| Required task |
Return every item below verbatim, with each line unchanged and in its original order.
* START *
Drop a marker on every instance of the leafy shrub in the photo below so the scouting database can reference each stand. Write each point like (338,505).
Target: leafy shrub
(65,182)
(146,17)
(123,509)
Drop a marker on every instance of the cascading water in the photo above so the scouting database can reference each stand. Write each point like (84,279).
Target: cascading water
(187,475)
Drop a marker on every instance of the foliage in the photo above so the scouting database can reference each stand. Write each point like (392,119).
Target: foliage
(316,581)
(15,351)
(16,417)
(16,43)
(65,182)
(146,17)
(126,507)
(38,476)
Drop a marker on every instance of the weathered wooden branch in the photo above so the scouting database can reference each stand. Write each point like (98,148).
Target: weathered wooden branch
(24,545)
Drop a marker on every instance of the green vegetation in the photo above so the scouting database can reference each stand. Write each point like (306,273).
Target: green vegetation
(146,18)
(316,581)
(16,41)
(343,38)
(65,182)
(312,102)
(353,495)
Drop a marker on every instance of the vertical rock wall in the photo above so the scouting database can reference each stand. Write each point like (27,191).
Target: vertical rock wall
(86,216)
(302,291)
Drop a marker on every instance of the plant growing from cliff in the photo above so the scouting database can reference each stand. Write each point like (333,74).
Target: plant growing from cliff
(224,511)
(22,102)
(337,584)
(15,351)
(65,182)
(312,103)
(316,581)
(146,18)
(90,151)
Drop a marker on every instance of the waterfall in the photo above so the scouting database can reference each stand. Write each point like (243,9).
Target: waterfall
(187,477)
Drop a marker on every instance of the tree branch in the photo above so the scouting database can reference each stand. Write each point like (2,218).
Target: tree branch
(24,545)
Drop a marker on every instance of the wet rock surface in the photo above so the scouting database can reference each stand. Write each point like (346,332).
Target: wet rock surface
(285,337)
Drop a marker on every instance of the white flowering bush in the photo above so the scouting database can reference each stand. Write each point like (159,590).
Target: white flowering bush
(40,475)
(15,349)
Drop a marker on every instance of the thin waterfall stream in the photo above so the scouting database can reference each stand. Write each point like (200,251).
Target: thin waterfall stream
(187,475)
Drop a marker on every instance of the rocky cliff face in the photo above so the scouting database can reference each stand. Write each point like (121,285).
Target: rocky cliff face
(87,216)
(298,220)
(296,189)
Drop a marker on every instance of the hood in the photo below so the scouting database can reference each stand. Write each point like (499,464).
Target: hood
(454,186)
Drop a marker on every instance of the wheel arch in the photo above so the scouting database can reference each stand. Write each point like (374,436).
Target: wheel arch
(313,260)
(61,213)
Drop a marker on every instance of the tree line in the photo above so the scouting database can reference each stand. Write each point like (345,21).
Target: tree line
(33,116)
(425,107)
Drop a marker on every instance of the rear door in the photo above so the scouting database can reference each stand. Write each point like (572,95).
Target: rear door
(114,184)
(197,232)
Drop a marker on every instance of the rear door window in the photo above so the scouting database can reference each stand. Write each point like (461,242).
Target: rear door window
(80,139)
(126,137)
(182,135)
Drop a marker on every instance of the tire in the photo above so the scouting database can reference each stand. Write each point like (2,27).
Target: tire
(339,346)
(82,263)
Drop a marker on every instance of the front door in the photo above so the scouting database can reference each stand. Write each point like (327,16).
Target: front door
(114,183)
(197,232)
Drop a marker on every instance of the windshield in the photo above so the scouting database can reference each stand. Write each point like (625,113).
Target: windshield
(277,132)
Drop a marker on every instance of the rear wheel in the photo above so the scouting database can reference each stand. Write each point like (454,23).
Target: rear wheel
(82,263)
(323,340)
* END *
| Response to this task |
Drop a marker on every instance of the leafy shrub in the photo below so the scouting database can reference each stand. Write each point like (338,505).
Target: leafy shrub
(65,182)
(146,17)
(123,509)
Drop a marker on every instance of the cascading water in the photo above so the scouting database can reference each stand. Write each point like (84,279).
Target: cascading water
(187,475)
Drop a marker on every instance of the foliage in the photo above so the scouting database can reference each stand. Write each point like (392,119).
Target: foliage
(316,581)
(15,351)
(16,417)
(16,43)
(65,182)
(146,17)
(126,507)
(38,476)
Drop a marker on every instance of the weathered wooden branch in the photo above so the scouting database can reference each stand. Write each point like (98,148).
Target: weathered wooden branch
(24,545)
Drop a marker on every instance of the green vegetation in the photo above so the scouting database can reference each stand. Write each point like (306,273).
Target: green vegetation
(146,18)
(316,581)
(16,41)
(343,38)
(65,182)
(312,102)
(353,495)
Drop a marker on every instance of the vertical rock wall in the photo above so the scouting database can reference each stand. Write each point like (27,191).
Target: vertical rock wall
(86,216)
(302,291)
Drop a marker on every instance of the plant growing from cliff in the photo above so the scouting database can reference each stand. Write each point like (333,74).
Target: plant growing from cliff
(224,511)
(22,102)
(337,584)
(15,351)
(65,182)
(312,103)
(316,581)
(146,18)
(90,151)
Drop a marker on every instance of the waterfall in the photo above so the scouting database can reference each stand. Write each point like (243,9).
Target: waterfall
(187,477)
Drop a marker on every instance of the tree branch in the photo above so the scouting database can reference each stand. Write each point like (2,218).
Target: tree branch
(24,545)
Drop a marker on every instance of the wet rock surface in the photo above so the scouting database can reference each stand. Write each point like (346,332).
Target: wet rock surface
(285,337)
Drop a marker on every instance of the white flowering bush in the photo above so the scouting database can reference each stand. Write each point like (159,590).
Target: white flowering bush
(40,475)
(15,349)
Drop a marker on every instance of the thin waterfall stream in the photo above so the scouting database can reference each stand. Write each point like (200,251).
Target: thin waterfall stream
(187,475)
Drop a marker on every instance of the rocky cliff face in the photo above so the scouting database can reference each stand. Write each point like (121,285).
Target: rocky cliff face
(87,216)
(298,220)
(296,189)
Drop a marker on every instance of the hood in the photo below so the scouting database can reference each stand. Write each point like (499,464).
Target: hood
(454,186)
Drop a marker on every instance of the wheel arch in the photo above so the scouting database can reference each stand. Write each point like (374,436).
Target: wheel arch
(313,260)
(61,213)
Drop a marker on every instance of the tree line in the photo above so the scouting database can reference each stand. Write each point like (345,21).
Target: tree line
(33,116)
(425,107)
Drop a marker on every instance of the rear door in the photo above so the scouting database can reference each stand. Write each point like (572,95).
Target: rear door
(114,184)
(197,232)
Drop a marker on every instance of the rear door window in the photo above so the scouting database can reference each stand. Write each point like (461,242).
Target: rear door window
(80,139)
(126,137)
(182,135)
Drop a marker on every instance of the tire in the photo above so the scouting database can reference each stand. Write each point like (2,27).
Target: tire
(339,346)
(82,263)
Drop a marker on every instance of the front door in the photo above so the scouting database can reference each stand. Write each point like (327,16).
Target: front door
(114,183)
(197,232)
Drop a marker on every instance of the windshield in the photo above so the scouting database can reference each stand. Write each point like (625,113).
Target: windshield
(277,132)
Drop a marker on every instance of the rear wheel in the photo above so the scouting database can reference each stand. Write each point like (454,23).
Target: rear wheel
(82,263)
(323,340)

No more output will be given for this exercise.